» **Directions**:
In the part that runs from the start of the rows through the line containing "215L116 213L107 213L105", replace "mask" with "outline" and give those lines again with nothing else changed. Leave the pictures out.

Records from a dataset:
##########
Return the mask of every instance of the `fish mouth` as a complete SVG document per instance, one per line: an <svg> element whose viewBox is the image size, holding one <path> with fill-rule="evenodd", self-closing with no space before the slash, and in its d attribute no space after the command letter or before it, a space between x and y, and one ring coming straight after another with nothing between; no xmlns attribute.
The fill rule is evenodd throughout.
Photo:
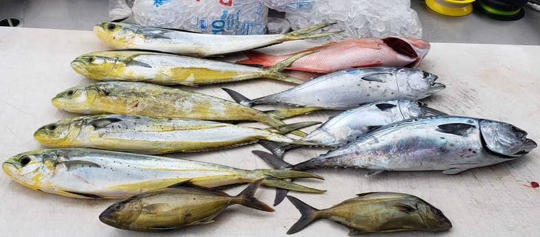
<svg viewBox="0 0 540 237"><path fill-rule="evenodd" d="M118 215L116 213L107 213L105 212L99 215L99 220L107 225L116 225L117 223L116 217L118 217Z"/></svg>

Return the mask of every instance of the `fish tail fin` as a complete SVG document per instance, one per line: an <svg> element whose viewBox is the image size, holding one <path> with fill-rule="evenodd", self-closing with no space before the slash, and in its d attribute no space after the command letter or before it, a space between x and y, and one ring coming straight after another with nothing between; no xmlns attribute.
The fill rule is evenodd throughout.
<svg viewBox="0 0 540 237"><path fill-rule="evenodd" d="M239 64L250 64L263 65L263 67L268 67L274 65L279 62L279 56L266 54L257 51L248 51L244 53L249 59L236 62Z"/></svg>
<svg viewBox="0 0 540 237"><path fill-rule="evenodd" d="M270 142L266 140L260 140L257 142L259 145L262 146L265 149L268 150L272 154L273 154L276 157L279 158L280 159L283 159L283 155L285 155L285 152L287 151L289 148L289 144L285 144L274 142ZM256 151L256 150L255 150ZM252 151L253 152L253 151ZM257 154L255 154L257 155ZM260 157L260 156L259 156ZM268 161L266 163L268 163ZM270 165L272 166L272 165ZM285 166L286 167L286 166ZM273 167L274 169L278 168L276 167Z"/></svg>
<svg viewBox="0 0 540 237"><path fill-rule="evenodd" d="M284 170L292 166L292 165L284 161L283 157L279 157L275 155L265 153L262 150L252 150L251 153L262 159L266 163L272 166L272 168Z"/></svg>
<svg viewBox="0 0 540 237"><path fill-rule="evenodd" d="M285 119L288 117L291 117L293 116L307 113L312 111L316 111L321 109L324 109L324 108L303 107L303 108L294 108L294 109L277 109L273 111L265 111L265 113L266 113L268 116L266 120L264 121L264 122L266 123L266 124L268 124L270 126L275 128L276 126L285 124L285 123L283 121L281 121L281 120L283 119ZM295 130L290 133L300 137L305 137L306 135L307 135L307 133L299 130Z"/></svg>
<svg viewBox="0 0 540 237"><path fill-rule="evenodd" d="M301 122L289 124L277 125L274 127L266 128L266 130L272 132L277 132L279 134L287 134L294 130L303 128L313 125L321 124L320 122Z"/></svg>
<svg viewBox="0 0 540 237"><path fill-rule="evenodd" d="M255 192L261 186L263 181L264 179L257 180L256 182L250 184L248 188L246 188L244 191L237 195L236 197L241 199L240 204L264 212L274 212L274 209L255 198Z"/></svg>
<svg viewBox="0 0 540 237"><path fill-rule="evenodd" d="M290 201L296 209L298 209L301 215L298 221L296 221L294 225L292 225L290 229L287 231L287 234L296 233L318 218L318 216L317 216L317 211L318 211L318 210L314 208L294 196L287 196L287 199Z"/></svg>
<svg viewBox="0 0 540 237"><path fill-rule="evenodd" d="M246 106L248 107L251 107L253 106L253 100L250 100L247 97L244 96L244 95L241 94L238 91L235 90L230 89L228 88L222 88L222 90L225 91L231 98L233 98L235 102L238 104L240 104L244 106Z"/></svg>
<svg viewBox="0 0 540 237"><path fill-rule="evenodd" d="M268 164L269 164L270 166L272 166L272 168L274 169L283 170L287 168L288 167L291 166L290 163L287 163L287 161L283 159L283 154L281 157L279 157L275 154L272 155L272 154L269 154L268 153L265 153L261 150L252 150L251 152L253 154L255 154L261 159L262 159L263 160L264 160L265 162L266 162ZM292 180L291 179L288 181L292 181ZM282 188L277 188L276 196L274 198L274 206L277 206L279 203L281 203L281 202L283 201L283 199L285 199L285 197L287 196L287 194L289 190L284 190Z"/></svg>
<svg viewBox="0 0 540 237"><path fill-rule="evenodd" d="M317 38L317 37L331 36L333 34L336 34L343 32L343 30L332 32L310 34L317 30L320 30L325 27L333 25L335 24L336 24L335 22L330 23L321 23L321 24L317 24L310 27L307 27L305 28L302 28L298 30L295 30L294 32L285 34L285 41L294 41L294 40L304 39L304 38Z"/></svg>
<svg viewBox="0 0 540 237"><path fill-rule="evenodd" d="M288 58L287 59L279 62L279 63L276 64L274 66L268 67L263 70L263 77L281 80L285 82L290 82L294 84L302 84L305 82L304 80L293 78L290 76L289 74L283 73L282 71L284 70L287 67L294 63L297 59L303 57L307 54L311 54L316 51L306 51L299 54L296 54Z"/></svg>

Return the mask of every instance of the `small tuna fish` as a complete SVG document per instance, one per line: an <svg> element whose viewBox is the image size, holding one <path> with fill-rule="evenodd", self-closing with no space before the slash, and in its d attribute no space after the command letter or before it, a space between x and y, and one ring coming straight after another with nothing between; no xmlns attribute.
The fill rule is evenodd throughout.
<svg viewBox="0 0 540 237"><path fill-rule="evenodd" d="M287 198L302 214L287 232L289 234L321 218L346 225L351 229L351 236L412 230L443 232L452 228L452 223L437 207L406 194L367 192L323 210L313 208L293 196Z"/></svg>
<svg viewBox="0 0 540 237"><path fill-rule="evenodd" d="M526 131L507 123L467 117L424 117L382 127L290 168L361 168L369 170L367 175L384 170L444 170L453 174L511 161L536 147ZM257 154L272 159L270 154Z"/></svg>
<svg viewBox="0 0 540 237"><path fill-rule="evenodd" d="M286 55L268 55L252 51L250 58L237 63L271 67L298 53L317 51L293 63L288 69L330 74L353 67L416 67L429 52L429 43L420 38L389 36L384 38L354 38L330 42Z"/></svg>
<svg viewBox="0 0 540 237"><path fill-rule="evenodd" d="M316 144L278 133L286 133L318 123L301 122L281 125L276 129L261 129L205 120L89 115L43 126L34 133L34 137L49 147L85 147L160 154L217 150L252 144L259 139L313 146Z"/></svg>
<svg viewBox="0 0 540 237"><path fill-rule="evenodd" d="M96 36L115 49L157 50L206 57L253 49L285 41L325 36L342 32L309 34L335 23L321 23L283 34L224 35L105 22L94 27Z"/></svg>
<svg viewBox="0 0 540 237"><path fill-rule="evenodd" d="M267 69L228 62L142 51L104 51L81 55L72 62L80 75L99 80L142 81L159 84L197 86L268 78L301 84L281 71L295 60L311 54L293 56Z"/></svg>
<svg viewBox="0 0 540 237"><path fill-rule="evenodd" d="M380 100L418 100L444 89L438 76L427 71L396 67L366 67L336 71L285 91L249 100L235 91L225 91L246 106L285 104L349 109Z"/></svg>
<svg viewBox="0 0 540 237"><path fill-rule="evenodd" d="M262 182L259 180L239 194L229 196L187 181L117 202L101 213L99 219L119 229L155 232L211 223L226 208L235 204L274 212L253 196Z"/></svg>

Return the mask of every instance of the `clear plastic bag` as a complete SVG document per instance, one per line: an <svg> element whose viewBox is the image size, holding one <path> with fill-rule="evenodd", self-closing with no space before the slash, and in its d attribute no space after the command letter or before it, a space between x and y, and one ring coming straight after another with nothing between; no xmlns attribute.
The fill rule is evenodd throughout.
<svg viewBox="0 0 540 237"><path fill-rule="evenodd" d="M277 5L298 2L292 0L264 0ZM409 0L314 0L296 10L287 10L285 18L293 30L321 22L336 22L323 31L343 30L344 32L313 41L406 36L422 38L422 25Z"/></svg>
<svg viewBox="0 0 540 237"><path fill-rule="evenodd" d="M109 16L138 24L220 34L266 33L268 8L258 0L109 1Z"/></svg>

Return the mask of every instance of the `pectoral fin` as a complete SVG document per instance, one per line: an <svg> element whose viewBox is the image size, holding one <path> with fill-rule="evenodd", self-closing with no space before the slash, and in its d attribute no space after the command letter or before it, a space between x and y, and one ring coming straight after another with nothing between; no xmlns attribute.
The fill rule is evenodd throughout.
<svg viewBox="0 0 540 237"><path fill-rule="evenodd" d="M90 161L70 161L61 163L68 171L81 168L101 168L101 166Z"/></svg>
<svg viewBox="0 0 540 237"><path fill-rule="evenodd" d="M389 77L392 76L392 75L393 74L389 72L377 73L365 76L362 78L362 80L370 82L384 82L388 80Z"/></svg>
<svg viewBox="0 0 540 237"><path fill-rule="evenodd" d="M404 203L396 203L393 205L393 207L407 214L411 214L416 211L415 208Z"/></svg>
<svg viewBox="0 0 540 237"><path fill-rule="evenodd" d="M446 124L438 126L438 132L453 134L466 137L471 132L471 128L476 128L474 125L463 123Z"/></svg>
<svg viewBox="0 0 540 237"><path fill-rule="evenodd" d="M94 127L94 129L103 128L107 126L116 122L122 121L118 117L104 117L90 121L88 124Z"/></svg>
<svg viewBox="0 0 540 237"><path fill-rule="evenodd" d="M149 214L158 214L165 212L168 209L169 209L169 204L167 203L151 204L142 207L142 210Z"/></svg>

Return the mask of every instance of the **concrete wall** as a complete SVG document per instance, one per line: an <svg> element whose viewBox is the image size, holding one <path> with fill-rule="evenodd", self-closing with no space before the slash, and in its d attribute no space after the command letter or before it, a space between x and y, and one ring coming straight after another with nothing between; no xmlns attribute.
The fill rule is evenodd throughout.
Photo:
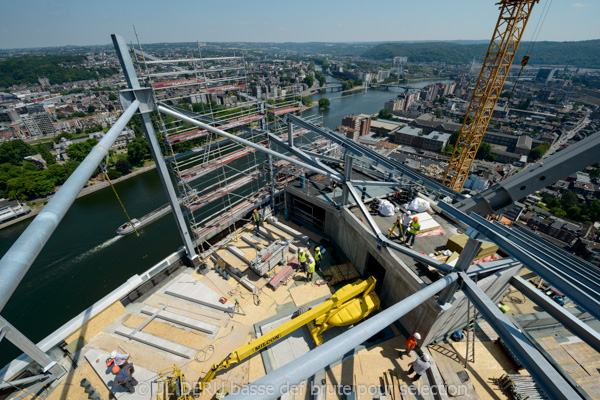
<svg viewBox="0 0 600 400"><path fill-rule="evenodd" d="M361 275L366 272L369 254L381 264L385 269L385 277L377 294L384 304L395 304L425 287L425 283L393 251L377 246L370 228L361 221L362 214L347 208L338 210L330 203L306 196L305 192L297 188L290 188L288 191L288 202L291 202L290 195L301 197L303 201L325 210L324 233L339 246ZM497 302L506 291L510 278L520 268L515 266L495 273L480 280L478 284ZM464 327L466 319L467 300L458 291L451 307L443 308L436 299L431 298L401 318L400 323L409 332L421 333L424 338L422 344L427 345Z"/></svg>

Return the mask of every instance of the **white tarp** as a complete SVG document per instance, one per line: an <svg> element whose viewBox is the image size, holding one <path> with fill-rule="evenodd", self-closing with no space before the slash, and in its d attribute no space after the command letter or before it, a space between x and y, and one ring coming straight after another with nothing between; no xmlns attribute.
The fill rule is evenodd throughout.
##########
» **Response**:
Return the outline of every instance of the `fish mouth` as a complete SVG document per instance, one per line: an <svg> element whose viewBox is the image size, holding one <path> with fill-rule="evenodd", self-closing with no space before the slash, and in its d attribute no space after the command letter or before it, a space between x and y, and one ring coming straight after another with nothing between; no xmlns attribute.
The fill rule is evenodd throughout.
Photo:
<svg viewBox="0 0 540 237"><path fill-rule="evenodd" d="M118 215L116 213L107 213L105 212L99 215L99 220L107 225L116 225L117 223L116 217L118 217Z"/></svg>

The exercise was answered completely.